#### GIVEN PASSAGE:
========
Hereditary
Studio: A24
Directed by Ari Aster
Jun 08, 2018
Web Exclusive
Ari Aster’s Hereditary, the writer-director’s feature-length debut, is as assured of a first film as one is likely to come upon. It’s also a worthy entry into the recent golden age of horror filmmaking led by young or first-time directors like Jordan Peele (Get Out), Jennifer Kent (The Babadook), Robert Eggers (The Witch), and Julia Ducournau (Raw). Aster distinguishes his film from the pack by creating a supremely anxiety-inducing experience for viewers, one that starts on what feels like the edge of an abyss and never pulls back.
Hereditary follows Annie Graham (Toni Collette) and her family after the death of Annie’s mother, a woman with whom each family member seemed to have a distinct, and distinctly ambivalent, relationship. As Annie and her children start experiencing strange visions and increasing misfortune, the dead woman’s presence grows and Annie is forced to confront a legacy she’d much rather have ignored.
The film conjures an atmosphere of mourning mixed with the dread of greater mourning to come. This combination of tones feels organic, as Annie’s grief is not over her mother’s death but her worry about the effect her mother has had on her children. Too many films treat sadness and grief as interchangeable emotions; Hereditary plays up other aspects of the cocktail of feelings – like fear – that comprises real grief and gives literal form to that fear. Per the film’s title, one’s genes and the traits passed from one generation to the next are treated as a curse, one that can never be outrun.
As Annie, Toni Collette gives a ferocious performance, one that bounces from defensive to vulnerable, from furious to terrified, in an instant but is never histrionic or cloying. Her unresolvable anguish over a mother whom she may not have loved and her mounting horror at the possibility of having inherited the traits she detested in her mother – or worse, at having passed them onto her children – never falter in their emotional honesty, even as the film enters its overtly supernatural final act. Collette deserves award recognition for her work here, a high point in an already-noteworthy career.
========
#### THE DATA:
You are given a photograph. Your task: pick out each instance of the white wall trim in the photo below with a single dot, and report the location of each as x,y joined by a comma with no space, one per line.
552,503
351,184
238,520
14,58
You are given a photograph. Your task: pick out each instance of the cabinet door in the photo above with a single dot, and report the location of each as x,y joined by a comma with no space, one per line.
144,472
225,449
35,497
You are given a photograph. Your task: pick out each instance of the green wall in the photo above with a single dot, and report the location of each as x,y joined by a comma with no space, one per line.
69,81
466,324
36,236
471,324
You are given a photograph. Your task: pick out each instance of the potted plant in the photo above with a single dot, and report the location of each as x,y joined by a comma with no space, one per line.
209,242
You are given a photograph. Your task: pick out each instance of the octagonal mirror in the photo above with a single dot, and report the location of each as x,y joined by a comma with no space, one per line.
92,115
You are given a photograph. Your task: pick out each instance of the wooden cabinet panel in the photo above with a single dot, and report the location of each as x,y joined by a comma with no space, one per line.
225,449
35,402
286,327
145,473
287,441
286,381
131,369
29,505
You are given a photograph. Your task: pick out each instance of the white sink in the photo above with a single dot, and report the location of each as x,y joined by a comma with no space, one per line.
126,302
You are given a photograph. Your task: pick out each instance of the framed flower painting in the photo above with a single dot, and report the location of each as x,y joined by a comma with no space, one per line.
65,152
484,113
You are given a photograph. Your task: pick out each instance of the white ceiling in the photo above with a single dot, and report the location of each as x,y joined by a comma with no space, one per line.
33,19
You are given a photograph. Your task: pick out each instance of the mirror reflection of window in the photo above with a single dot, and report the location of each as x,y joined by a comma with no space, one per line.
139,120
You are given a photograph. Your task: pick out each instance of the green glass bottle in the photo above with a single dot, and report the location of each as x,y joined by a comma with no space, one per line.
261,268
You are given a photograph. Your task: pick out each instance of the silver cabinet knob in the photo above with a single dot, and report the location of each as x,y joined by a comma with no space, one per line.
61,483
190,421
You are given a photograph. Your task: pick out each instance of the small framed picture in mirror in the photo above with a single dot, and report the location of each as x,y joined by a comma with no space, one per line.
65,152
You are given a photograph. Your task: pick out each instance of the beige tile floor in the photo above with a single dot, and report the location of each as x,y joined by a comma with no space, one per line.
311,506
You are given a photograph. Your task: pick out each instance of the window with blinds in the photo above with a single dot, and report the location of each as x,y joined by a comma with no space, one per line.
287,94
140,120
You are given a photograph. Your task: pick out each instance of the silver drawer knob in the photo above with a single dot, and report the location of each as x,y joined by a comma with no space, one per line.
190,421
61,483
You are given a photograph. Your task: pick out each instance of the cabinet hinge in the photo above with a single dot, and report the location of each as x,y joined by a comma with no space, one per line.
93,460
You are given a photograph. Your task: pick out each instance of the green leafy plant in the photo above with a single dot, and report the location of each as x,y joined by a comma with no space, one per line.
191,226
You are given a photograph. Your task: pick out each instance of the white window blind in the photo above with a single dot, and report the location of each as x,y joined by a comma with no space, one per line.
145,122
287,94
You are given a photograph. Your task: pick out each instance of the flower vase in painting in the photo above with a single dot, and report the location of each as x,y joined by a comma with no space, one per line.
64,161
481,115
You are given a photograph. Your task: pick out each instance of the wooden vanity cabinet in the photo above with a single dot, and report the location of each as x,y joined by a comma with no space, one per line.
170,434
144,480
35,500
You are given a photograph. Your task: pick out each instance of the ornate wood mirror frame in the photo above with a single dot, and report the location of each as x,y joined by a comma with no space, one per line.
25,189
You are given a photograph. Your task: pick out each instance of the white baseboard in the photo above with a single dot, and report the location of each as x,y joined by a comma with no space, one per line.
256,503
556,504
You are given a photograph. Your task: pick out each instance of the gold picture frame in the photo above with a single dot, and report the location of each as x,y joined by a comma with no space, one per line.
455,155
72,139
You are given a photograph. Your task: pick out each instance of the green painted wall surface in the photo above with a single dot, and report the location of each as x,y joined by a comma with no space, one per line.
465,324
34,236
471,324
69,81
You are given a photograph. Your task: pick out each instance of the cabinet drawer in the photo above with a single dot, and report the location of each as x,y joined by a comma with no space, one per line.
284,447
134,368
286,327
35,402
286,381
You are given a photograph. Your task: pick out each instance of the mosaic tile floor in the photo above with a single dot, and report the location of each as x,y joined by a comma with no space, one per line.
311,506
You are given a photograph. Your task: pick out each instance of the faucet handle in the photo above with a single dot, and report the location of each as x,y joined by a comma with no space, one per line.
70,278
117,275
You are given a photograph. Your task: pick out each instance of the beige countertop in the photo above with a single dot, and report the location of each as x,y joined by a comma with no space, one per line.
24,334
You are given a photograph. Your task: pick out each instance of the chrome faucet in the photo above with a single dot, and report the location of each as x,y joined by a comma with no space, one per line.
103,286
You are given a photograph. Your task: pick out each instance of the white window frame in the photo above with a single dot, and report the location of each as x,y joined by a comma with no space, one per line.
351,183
========
#### ACTIONS TO TAKE:
1 > In the Hereditary review, which actor plays Annie Graham?
2 > List every director the Hereditary review names as leading the recent golden age of horror filmmaking.
Answer from the Hereditary review alone.

#### LIST OF SOLUTIONS:
1 > Toni Collette

2 > Jordan Peele, Jennifer Kent, Robert Eggers, Julia Ducournau